## Article:

-----

Quel autre pays aurait pu supporter la perte en quelques semaines de 85% de son commerce extérieur et de 80% de ses capacités d’achat ?  L’Espagne, ancienne puissance coloniale, a laissé à Cuba un héritage culturel, les Etats-Unis son influence historique et ses détonants goûts culinaires comme le mélange de fromage et de confiture. Mais la Russie ? Rien, même pas le nom d’un plat ou d’un cocktail.
 
L’exportation de la révolution ?  Fidel n’a jamais utilisé le mot « exportation ». Ernesto Che Guevara, non plus. Ils préféraient évoquer la « solidarité » avec ceux qui se levaient contre les régimes dictatoriaux, créatures des gouvernements nord-américains. Doit-on reprocher ou remercier Fidel d’avoir accueilli les réfugiés fuyant les dictatures du Chili et d’Argentine, de Haïti et de Bolivie, d’avoir ouvert les écoles, les centres de santé aux enfants des parias de toute l’Amérique latine et, plus tard, aux enfants contaminés de Tchernobyl ?

-----

## Extrait des données:
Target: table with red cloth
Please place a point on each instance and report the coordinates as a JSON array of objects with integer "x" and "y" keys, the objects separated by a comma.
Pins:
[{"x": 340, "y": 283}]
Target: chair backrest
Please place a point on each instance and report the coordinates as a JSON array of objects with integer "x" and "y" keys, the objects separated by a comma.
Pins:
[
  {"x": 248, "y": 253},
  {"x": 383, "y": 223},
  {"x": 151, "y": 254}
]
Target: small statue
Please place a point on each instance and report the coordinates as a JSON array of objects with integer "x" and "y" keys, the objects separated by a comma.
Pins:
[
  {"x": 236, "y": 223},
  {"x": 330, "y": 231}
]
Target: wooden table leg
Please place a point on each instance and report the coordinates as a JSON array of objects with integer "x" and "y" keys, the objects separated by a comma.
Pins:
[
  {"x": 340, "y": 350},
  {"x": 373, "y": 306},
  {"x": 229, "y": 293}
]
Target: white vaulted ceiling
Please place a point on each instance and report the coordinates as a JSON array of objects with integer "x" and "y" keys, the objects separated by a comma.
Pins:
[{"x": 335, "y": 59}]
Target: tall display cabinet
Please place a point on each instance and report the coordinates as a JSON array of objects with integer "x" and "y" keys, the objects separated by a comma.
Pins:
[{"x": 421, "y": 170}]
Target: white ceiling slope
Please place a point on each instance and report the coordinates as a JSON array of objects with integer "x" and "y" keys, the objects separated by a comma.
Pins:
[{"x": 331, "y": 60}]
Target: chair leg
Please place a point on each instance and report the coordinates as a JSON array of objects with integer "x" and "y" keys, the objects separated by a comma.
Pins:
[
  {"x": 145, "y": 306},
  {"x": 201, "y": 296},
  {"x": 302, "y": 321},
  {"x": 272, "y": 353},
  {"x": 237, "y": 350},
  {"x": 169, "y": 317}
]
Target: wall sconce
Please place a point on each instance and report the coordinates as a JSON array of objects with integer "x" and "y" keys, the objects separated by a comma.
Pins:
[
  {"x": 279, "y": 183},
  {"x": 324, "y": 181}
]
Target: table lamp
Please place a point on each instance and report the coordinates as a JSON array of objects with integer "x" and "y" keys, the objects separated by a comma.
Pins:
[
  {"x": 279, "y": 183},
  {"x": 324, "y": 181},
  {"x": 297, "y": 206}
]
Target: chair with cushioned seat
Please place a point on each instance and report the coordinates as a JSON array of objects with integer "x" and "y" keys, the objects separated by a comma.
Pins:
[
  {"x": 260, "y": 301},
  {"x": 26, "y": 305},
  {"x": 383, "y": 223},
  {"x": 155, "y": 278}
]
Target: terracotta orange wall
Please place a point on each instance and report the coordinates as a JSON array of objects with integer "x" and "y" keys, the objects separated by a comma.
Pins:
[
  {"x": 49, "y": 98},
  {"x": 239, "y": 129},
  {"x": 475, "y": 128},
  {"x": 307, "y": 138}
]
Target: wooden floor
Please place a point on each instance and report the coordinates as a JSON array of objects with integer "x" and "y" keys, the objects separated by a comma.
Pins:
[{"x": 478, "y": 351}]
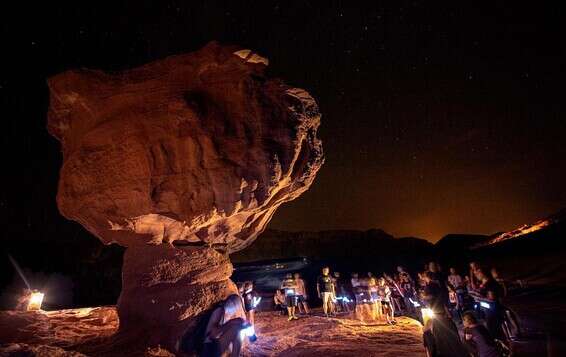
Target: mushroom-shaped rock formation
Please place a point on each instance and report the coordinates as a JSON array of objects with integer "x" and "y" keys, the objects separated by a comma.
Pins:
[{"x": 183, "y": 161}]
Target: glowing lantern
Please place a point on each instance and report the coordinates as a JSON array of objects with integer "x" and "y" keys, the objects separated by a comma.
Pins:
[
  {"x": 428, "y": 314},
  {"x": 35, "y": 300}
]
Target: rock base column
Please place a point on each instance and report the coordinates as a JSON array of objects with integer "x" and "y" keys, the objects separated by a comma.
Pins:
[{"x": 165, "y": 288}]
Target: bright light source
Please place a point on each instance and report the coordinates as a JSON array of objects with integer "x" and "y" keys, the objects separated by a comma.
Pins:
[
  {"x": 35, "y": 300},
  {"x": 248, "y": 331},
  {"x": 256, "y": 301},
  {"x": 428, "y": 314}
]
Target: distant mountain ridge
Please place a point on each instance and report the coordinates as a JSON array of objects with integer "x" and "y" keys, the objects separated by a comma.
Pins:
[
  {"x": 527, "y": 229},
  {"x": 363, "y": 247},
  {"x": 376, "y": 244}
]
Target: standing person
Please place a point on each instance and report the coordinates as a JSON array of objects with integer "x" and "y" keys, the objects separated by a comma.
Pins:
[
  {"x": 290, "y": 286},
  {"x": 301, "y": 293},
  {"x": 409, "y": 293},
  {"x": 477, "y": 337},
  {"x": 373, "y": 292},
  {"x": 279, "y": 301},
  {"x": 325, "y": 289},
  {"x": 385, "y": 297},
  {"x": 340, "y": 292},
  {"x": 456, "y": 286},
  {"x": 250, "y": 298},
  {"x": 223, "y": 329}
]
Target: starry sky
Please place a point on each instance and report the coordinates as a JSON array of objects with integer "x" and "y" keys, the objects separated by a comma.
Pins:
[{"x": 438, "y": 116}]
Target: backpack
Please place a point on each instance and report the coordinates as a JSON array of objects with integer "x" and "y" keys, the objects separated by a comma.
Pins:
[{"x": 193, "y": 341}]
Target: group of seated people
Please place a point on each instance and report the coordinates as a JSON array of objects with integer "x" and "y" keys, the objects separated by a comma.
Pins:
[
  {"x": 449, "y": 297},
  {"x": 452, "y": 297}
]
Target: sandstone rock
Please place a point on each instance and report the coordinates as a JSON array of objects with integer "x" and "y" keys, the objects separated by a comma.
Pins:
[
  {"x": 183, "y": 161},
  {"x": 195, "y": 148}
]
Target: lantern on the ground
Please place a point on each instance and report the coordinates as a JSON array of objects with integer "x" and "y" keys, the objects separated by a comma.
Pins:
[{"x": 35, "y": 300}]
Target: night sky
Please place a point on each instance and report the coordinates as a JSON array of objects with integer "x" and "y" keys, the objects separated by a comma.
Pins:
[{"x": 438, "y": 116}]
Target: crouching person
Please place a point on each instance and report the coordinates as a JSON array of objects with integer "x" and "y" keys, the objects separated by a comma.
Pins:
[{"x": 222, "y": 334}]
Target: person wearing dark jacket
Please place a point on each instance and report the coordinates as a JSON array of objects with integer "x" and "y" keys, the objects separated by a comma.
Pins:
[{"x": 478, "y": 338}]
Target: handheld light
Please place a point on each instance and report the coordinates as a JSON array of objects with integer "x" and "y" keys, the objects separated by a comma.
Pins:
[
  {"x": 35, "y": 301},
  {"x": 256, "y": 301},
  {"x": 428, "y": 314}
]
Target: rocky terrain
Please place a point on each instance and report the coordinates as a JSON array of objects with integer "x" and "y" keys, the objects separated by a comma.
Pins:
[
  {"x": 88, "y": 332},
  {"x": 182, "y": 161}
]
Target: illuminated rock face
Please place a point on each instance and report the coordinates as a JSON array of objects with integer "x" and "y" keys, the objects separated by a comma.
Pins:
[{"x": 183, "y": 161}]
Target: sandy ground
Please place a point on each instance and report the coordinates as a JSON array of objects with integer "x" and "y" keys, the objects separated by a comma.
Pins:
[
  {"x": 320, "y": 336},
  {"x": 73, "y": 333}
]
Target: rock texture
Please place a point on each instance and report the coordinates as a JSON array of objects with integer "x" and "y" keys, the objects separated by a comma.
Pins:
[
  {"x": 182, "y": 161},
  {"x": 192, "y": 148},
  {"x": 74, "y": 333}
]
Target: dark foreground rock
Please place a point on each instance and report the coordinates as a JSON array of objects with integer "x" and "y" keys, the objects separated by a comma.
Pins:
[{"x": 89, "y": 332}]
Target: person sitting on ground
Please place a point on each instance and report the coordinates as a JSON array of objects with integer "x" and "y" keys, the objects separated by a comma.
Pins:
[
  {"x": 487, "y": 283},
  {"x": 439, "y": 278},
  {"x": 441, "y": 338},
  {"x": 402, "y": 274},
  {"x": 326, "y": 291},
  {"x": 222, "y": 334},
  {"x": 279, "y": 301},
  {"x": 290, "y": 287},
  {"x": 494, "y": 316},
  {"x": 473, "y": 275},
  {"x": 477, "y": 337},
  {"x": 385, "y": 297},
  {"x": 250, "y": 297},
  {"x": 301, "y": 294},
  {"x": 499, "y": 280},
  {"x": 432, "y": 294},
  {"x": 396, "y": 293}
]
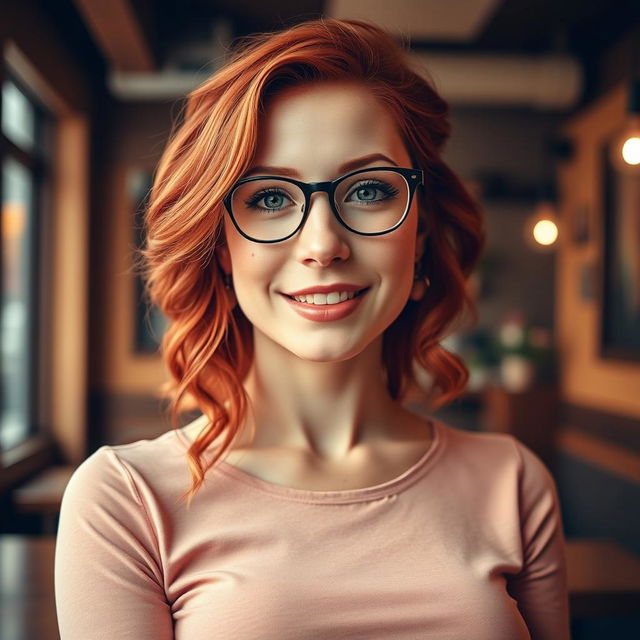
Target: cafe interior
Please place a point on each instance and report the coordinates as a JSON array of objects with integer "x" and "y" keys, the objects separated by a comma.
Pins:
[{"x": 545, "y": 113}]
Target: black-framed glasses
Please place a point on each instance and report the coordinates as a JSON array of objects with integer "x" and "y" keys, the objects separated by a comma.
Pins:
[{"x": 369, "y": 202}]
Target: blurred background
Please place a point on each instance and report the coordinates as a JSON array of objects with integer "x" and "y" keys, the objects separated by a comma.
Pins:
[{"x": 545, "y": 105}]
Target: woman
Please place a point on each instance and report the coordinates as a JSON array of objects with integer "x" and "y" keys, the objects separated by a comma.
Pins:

-----

## Consigne écrite 1:
Répondez brièvement à ces questions sur l'article :
(a) Quelle part de son commerce extérieur le pays a-t-il perdue en quelques semaines ?
(b) Quel mot Fidel n'a-t-il jamais utilisé ?
(c) De quels pays venaient les réfugiés fuyant les dictatures ?
## Consigne écrite 2:
Extrayez de l'article le passage qui va de « Quel autre pays » à « ou d’un cocktail. ».

## Corrigé 1:
(a) 85 % de son commerce extérieur.
(b) Le mot « exportation ».
(c) Du Chili, d'Argentine, de Haïti et de Bolivie.

## Corrigé 2:
Quel autre pays aurait pu supporter la perte en quelques semaines de 85% de son commerce extérieur et de 80% de ses capacités d’achat ?  L’Espagne, ancienne puissance coloniale, a laissé à Cuba un héritage culturel, les Etats-Unis son influence historique et ses détonants goûts culinaires comme le mélange de fromage et de confiture. Mais la Russie ? Rien, même pas le nom d’un plat ou d’un cocktail.